### WHAT TO WORK ON:
Quote the records below word for word, please, from the very first line through the one that contains "Target: painted tree illustration", and nothing beyond it.

### DATASET RECORDS:
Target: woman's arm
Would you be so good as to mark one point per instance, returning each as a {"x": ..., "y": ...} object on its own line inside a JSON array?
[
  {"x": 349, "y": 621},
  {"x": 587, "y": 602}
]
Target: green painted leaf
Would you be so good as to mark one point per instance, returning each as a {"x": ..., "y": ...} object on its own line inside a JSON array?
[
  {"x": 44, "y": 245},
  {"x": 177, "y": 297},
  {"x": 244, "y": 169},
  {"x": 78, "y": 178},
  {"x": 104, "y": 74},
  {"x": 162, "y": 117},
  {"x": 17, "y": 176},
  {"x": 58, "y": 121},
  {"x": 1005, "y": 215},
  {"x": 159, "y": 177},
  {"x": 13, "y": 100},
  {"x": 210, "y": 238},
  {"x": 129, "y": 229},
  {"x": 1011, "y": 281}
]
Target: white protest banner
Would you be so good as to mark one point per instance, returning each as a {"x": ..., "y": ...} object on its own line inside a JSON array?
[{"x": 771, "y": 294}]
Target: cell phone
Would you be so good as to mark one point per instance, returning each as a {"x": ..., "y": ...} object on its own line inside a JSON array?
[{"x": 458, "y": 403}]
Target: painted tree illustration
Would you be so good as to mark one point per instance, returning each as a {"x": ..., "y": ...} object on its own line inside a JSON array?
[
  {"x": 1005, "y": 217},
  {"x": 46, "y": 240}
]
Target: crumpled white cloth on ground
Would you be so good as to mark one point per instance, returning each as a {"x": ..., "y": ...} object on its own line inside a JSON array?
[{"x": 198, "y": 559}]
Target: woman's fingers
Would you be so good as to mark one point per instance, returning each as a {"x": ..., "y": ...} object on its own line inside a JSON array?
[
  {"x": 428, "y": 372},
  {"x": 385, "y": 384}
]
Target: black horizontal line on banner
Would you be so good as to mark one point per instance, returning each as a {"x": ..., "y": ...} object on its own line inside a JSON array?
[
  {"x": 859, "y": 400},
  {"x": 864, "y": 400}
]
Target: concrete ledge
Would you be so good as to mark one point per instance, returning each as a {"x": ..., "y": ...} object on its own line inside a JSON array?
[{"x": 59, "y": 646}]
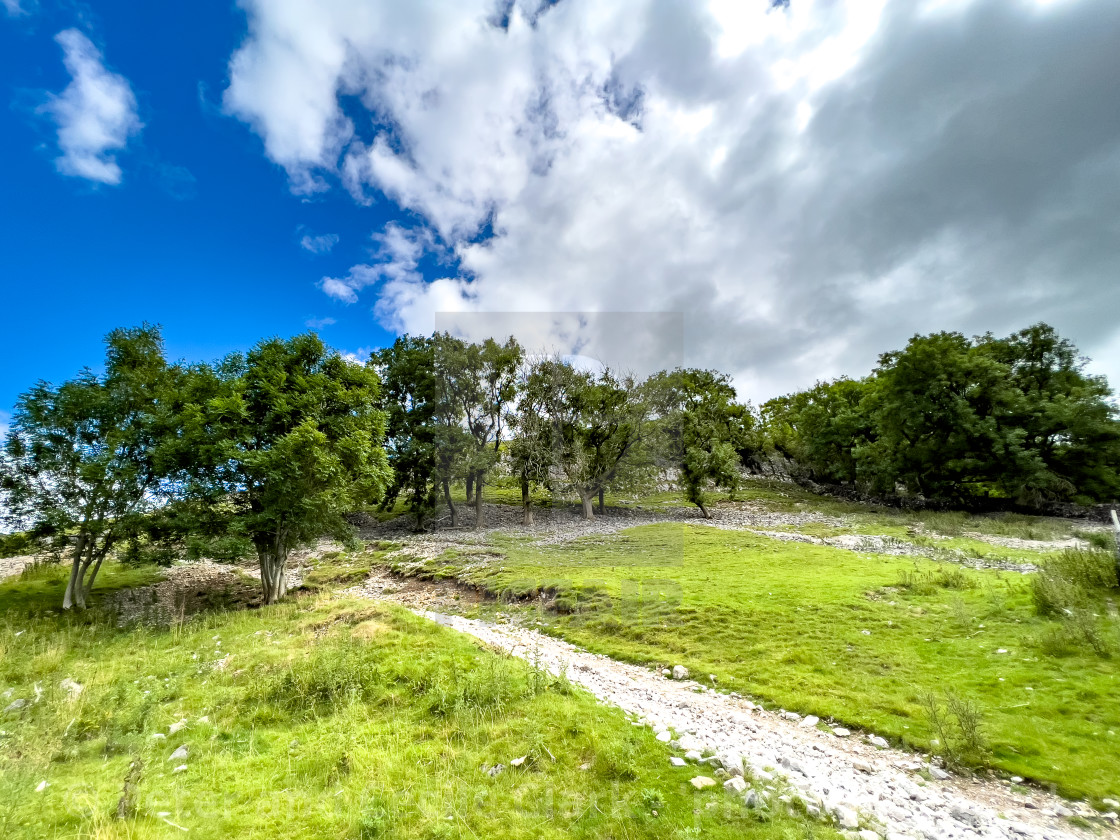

### WRITTEN RESPONSE:
Target: woman's arm
Would you be so good as to mark one point per instance, returning each as a {"x": ..., "y": ...} object on its own line inside a JSON array?
[
  {"x": 349, "y": 621},
  {"x": 587, "y": 602}
]
Target: green painted leaf
Would you be so good as to mark one point per instance, returning each as a {"x": ..., "y": ...} object on its own line inside a JSON array?
[
  {"x": 44, "y": 245},
  {"x": 177, "y": 297},
  {"x": 244, "y": 169},
  {"x": 78, "y": 178},
  {"x": 104, "y": 74},
  {"x": 162, "y": 117},
  {"x": 17, "y": 176},
  {"x": 58, "y": 121},
  {"x": 1005, "y": 215},
  {"x": 159, "y": 177},
  {"x": 13, "y": 100},
  {"x": 210, "y": 238},
  {"x": 129, "y": 229},
  {"x": 1011, "y": 281}
]
Target: white protest banner
Would you be so good as to mark one point per instance, returning each as a {"x": ..., "y": ...} object on its own line inside a JSON array?
[{"x": 771, "y": 294}]
Target: cell phone
Would you be so good as to mark one point per instance, returning each as a {"x": ..., "y": ...} object on its own line inside a JSON array?
[{"x": 458, "y": 403}]
Target: painted tree illustration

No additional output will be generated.